— STATED EXERCISE 1 —
Please duplicate the Leviticus 20 commentary below, everything from "The Lord said" down to "of the violations.".
— STATED EXERCISE 2 —
The Leviticus 20 commentary below states the chapter's theological grounding three times. List those three statements.
— STATED EXERCISE 3 —
According to the Leviticus 20 commentary below, why are the members of the community, rather than anyone else, the ones who stone a person who sacrifices a child to Molek?

— SOURCE EXTRACT —
Begin

Chapter twenty provides the penalty framework for the violations described in chapters 18 and 19. The most severe penalties — death by stoning, burning, or cutting off — address the most fundamental covenant violations: child sacrifice to Molek, adultery, a man's sex with his father's wife or daughter-in-law, male same-sex intercourse, sex with both a woman and her mother, bestiality, and cursing parents. The death penalties for adultery and the various sexual violations are all bilateral — both parties are held responsible. Certain violations carry the lesser penalty of childlessness (the uncle's wife, the sister-in-law) rather than death, communicating a graduated range of sanctions. The theological grounding is stated three times: be holy, for I am holy; I have set you apart from the nations to be my own; you must make a distinction between clean and unclean animals. The chapter communicates that holiness is not optional sentiment but a covenant obligation with real consequences — the same holiness that produces the blessings of chapter 26 when honored produces the curses of chapter 26 when rejected.

Leviticus 20:1

The Lord said to Moses. Leviticus 20 provides the penalty framework for the violations addressed in the previous two chapters: where Leviticus 18 stated the prohibited practices and Leviticus 19 stated the positive ethical requirements, Leviticus 20 assigns specific penalties to the most serious violations. The chapter moves from the ethical description to the legal sanction. The penalties range from death to cut off to various degrees of community sanction. The severity of the penalties communicates the severity of the violations.

Leviticus 20:2

Say to the Israelites: any Israelite or any foreigner residing in Israel who sacrifices any of his children to Molek is to be put to death. The members of the community are to stone him. The child sacrifice penalty is the most severe in the chapter: death by stoning, carried out by the community. The stoning by the community members communicates that the covenant community bears collective responsibility for enforcing the most serious covenant violations. The community that permits child sacrifice in its midst becomes complicit in the abomination; the stoning that the community performs is the community's renunciation of that complicity.

End

— AVAILABLE DATA —
Begin

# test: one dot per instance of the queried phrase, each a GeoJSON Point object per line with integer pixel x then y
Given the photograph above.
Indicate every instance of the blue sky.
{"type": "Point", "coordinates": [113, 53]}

End

— FULL RESPONSE 1 —
The Lord said to Moses. Leviticus 20 provides the penalty framework for the violations addressed in the previous two chapters: where Leviticus 18 stated the prohibited practices and Leviticus 19 stated the positive ethical requirements, Leviticus 20 assigns specific penalties to the most serious violations. The chapter moves from the ethical description to the legal sanction. The penalties range from death to cut off to various degrees of community sanction. The severity of the penalties communicates the severity of the violations.

— FULL RESPONSE 2 —
1. Be holy, for I am holy.
2. I have set you apart from the nations to be my own.
3. You must make a distinction between clean and unclean animals.

— FULL RESPONSE 3 —
The stoning by community members shows that the covenant community bears collective responsibility for enforcing the most serious covenant violations. A community that permits child sacrifice in its midst becomes complicit in the abomination, so carrying out the stoning is its renunciation of that complicity.